_INPUT FOR THIS TASK_
====================
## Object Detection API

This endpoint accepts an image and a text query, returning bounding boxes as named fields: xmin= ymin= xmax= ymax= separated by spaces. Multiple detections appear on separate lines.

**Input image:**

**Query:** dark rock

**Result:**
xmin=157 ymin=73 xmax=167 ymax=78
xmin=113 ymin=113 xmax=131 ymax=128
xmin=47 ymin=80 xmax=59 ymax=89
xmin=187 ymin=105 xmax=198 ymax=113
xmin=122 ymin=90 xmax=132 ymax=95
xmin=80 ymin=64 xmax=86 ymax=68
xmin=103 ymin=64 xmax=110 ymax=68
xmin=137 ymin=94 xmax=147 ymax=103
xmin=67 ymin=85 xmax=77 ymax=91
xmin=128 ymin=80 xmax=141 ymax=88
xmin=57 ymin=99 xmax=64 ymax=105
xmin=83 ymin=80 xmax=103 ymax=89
====================
_TASK STATEMENT_
Return every line of the records above, unchanged and in the same order.

_EXERCISE RESULT_
## Object Detection API

This endpoint accepts an image and a text query, returning bounding boxes as named fields: xmin= ymin= xmax= ymax= separated by spaces. Multiple detections appear on separate lines.

**Input image:**

**Query:** dark rock

**Result:**
xmin=157 ymin=73 xmax=167 ymax=78
xmin=113 ymin=113 xmax=131 ymax=128
xmin=47 ymin=80 xmax=59 ymax=89
xmin=187 ymin=105 xmax=198 ymax=113
xmin=122 ymin=90 xmax=132 ymax=95
xmin=80 ymin=64 xmax=86 ymax=68
xmin=103 ymin=64 xmax=110 ymax=68
xmin=137 ymin=94 xmax=147 ymax=103
xmin=67 ymin=85 xmax=77 ymax=91
xmin=128 ymin=80 xmax=141 ymax=88
xmin=57 ymin=99 xmax=64 ymax=105
xmin=83 ymin=80 xmax=103 ymax=89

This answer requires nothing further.